## Problem to solve
Copy out the stretch of material from the line containing "Tag one spot per instance of the chocolate glaze" through the end, replacing "striped" with "checkered" and leaving everything else unchanged.

(Extracted records)
________________________________________
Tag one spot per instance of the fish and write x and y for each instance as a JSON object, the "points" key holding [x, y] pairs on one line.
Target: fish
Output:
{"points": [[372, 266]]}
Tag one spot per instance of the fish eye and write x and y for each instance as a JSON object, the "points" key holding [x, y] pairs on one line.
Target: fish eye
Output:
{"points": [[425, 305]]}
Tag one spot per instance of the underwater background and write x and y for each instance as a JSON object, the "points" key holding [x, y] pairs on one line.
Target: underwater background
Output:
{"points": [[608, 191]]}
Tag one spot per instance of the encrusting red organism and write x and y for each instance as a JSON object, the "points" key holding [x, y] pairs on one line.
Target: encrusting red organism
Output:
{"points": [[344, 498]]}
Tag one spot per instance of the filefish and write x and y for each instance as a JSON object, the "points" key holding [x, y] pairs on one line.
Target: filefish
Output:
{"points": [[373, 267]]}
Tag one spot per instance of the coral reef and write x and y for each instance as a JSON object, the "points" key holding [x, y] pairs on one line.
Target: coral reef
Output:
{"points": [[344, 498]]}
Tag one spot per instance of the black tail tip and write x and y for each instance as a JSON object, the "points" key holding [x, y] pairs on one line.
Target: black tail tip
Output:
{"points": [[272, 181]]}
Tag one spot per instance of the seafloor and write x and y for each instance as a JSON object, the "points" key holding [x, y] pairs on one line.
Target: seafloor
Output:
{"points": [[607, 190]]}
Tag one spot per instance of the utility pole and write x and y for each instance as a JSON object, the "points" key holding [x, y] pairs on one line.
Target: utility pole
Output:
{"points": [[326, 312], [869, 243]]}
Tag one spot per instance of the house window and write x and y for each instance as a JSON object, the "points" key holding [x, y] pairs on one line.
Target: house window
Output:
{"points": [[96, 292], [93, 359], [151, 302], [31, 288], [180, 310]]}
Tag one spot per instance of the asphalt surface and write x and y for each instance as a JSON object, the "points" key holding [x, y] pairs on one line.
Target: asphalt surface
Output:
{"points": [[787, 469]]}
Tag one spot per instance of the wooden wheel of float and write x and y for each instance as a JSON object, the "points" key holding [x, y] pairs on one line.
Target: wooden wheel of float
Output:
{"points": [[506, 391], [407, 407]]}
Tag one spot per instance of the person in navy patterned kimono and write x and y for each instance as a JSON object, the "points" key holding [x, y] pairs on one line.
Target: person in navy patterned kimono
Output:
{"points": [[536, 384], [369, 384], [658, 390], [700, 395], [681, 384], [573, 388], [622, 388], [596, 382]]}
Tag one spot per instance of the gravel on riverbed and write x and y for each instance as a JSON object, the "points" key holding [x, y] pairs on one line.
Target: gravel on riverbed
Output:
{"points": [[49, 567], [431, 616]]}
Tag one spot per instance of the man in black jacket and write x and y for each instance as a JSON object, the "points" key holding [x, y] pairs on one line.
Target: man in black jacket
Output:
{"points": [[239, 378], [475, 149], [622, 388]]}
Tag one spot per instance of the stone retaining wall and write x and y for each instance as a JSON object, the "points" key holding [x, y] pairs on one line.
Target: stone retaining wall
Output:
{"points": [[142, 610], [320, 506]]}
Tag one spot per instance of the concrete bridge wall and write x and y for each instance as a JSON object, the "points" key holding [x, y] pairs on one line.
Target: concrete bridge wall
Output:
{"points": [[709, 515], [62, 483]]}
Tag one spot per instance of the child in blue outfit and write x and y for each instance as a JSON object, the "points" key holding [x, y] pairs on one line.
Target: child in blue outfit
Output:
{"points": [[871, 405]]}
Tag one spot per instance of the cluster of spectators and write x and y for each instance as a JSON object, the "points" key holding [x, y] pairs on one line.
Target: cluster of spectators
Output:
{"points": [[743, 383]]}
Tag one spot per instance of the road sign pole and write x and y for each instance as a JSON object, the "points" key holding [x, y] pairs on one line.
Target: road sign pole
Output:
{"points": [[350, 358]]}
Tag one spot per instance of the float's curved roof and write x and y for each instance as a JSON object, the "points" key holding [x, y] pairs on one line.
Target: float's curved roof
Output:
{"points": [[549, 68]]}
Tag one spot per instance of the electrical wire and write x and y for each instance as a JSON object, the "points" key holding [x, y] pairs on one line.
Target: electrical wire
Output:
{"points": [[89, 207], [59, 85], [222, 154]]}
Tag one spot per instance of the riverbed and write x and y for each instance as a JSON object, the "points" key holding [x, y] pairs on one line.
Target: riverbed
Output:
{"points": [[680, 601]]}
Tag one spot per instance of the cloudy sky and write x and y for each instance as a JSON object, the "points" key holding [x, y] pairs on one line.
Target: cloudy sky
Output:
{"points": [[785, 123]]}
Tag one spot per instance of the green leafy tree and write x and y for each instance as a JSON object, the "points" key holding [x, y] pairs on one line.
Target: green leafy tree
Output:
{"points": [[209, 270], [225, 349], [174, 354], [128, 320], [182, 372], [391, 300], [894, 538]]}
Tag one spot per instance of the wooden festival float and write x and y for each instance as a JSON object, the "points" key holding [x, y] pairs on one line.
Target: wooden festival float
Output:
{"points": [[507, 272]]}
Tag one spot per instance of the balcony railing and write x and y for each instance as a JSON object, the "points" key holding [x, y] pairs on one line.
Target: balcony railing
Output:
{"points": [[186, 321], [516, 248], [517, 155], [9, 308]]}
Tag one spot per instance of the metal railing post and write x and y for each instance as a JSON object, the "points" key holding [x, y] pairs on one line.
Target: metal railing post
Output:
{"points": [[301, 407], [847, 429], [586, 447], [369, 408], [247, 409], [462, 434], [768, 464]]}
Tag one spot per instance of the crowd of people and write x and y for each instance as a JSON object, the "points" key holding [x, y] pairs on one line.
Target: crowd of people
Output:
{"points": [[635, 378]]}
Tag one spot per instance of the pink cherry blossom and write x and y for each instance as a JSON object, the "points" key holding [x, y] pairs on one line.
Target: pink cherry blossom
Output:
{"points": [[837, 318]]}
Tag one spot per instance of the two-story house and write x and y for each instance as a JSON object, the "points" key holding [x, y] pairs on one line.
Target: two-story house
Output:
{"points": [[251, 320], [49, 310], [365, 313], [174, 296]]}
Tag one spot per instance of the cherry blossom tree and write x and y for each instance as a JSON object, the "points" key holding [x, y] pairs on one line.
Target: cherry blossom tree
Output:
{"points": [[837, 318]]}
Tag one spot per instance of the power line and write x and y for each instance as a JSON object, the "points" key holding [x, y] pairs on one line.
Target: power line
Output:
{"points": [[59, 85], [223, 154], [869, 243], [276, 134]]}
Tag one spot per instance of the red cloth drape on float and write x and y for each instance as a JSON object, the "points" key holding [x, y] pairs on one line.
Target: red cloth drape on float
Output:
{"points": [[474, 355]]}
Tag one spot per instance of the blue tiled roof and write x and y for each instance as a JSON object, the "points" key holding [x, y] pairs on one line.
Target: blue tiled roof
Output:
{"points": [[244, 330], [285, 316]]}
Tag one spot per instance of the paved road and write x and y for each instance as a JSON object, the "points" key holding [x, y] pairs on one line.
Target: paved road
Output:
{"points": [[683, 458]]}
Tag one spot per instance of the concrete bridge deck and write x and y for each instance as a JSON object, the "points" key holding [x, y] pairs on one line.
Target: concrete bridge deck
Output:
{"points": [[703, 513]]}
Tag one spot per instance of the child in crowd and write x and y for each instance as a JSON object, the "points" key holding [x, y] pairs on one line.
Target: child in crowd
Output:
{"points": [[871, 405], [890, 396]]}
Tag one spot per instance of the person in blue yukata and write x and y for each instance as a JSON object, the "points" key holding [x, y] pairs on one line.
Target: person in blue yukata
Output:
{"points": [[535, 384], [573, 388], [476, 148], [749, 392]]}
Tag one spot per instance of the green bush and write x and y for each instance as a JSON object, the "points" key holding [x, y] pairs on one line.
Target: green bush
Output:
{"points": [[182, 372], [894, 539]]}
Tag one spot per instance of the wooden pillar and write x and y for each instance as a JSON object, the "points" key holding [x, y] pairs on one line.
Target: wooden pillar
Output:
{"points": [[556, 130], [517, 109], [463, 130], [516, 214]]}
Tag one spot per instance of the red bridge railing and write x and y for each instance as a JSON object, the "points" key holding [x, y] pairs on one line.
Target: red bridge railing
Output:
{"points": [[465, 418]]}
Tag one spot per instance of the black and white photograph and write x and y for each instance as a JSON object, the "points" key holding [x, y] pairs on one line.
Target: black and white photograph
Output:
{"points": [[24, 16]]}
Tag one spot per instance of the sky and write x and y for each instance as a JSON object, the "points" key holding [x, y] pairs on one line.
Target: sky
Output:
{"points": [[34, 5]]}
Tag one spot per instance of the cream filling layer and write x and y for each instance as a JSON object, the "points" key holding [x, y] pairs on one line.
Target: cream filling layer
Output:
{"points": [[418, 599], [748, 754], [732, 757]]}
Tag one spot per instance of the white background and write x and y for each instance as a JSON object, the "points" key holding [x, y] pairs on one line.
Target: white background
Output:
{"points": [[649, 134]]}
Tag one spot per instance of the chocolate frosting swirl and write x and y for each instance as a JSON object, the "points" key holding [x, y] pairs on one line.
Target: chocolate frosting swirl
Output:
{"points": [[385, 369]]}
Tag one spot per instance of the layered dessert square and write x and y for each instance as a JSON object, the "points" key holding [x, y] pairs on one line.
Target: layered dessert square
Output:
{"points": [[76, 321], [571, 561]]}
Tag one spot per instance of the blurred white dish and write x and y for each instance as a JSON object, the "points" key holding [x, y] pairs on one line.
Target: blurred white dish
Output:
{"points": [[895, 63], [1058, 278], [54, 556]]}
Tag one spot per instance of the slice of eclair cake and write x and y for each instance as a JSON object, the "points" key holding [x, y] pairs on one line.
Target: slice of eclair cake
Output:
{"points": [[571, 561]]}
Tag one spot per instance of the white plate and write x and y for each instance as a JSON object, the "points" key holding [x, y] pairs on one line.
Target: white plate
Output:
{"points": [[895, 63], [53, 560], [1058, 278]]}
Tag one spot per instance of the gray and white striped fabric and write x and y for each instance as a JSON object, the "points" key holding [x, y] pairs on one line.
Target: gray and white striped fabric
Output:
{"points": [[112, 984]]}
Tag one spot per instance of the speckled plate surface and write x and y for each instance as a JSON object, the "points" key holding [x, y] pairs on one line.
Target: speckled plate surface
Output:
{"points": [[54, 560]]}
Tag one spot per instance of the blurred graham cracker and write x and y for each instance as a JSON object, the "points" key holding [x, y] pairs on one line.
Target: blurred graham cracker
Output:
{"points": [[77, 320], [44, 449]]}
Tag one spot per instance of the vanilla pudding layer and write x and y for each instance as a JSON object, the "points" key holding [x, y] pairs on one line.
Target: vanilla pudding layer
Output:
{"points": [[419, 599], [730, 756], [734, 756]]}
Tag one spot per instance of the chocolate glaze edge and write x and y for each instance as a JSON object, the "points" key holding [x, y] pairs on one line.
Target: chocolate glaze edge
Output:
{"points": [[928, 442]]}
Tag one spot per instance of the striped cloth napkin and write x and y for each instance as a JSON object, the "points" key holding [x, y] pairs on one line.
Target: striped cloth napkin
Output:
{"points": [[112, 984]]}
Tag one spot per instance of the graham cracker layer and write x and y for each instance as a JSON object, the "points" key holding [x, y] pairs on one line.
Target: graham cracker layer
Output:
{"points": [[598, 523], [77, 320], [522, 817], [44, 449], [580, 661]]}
________________________________________
## Written response
Tag one spot per instance of the chocolate glaze edge and write x and y for each instance as a JSON object, the "points" key holding [x, y] pairs on one line.
Target: chocolate glaze edge
Output:
{"points": [[928, 442]]}
Tag one spot per instance of the checkered cloth napkin and write x and y for each instance as a JSON object, the "points" key holding [x, y] pairs on one line.
Target: checkered cloth napkin
Output:
{"points": [[112, 984]]}
Tag one spot per instance of the graham cracker layer and write x and y for each instance as a JSON object, the "points" key holding [x, y] pairs on one line.
Target: graham cracker layer
Output:
{"points": [[598, 523], [77, 320], [522, 817], [44, 449], [580, 661]]}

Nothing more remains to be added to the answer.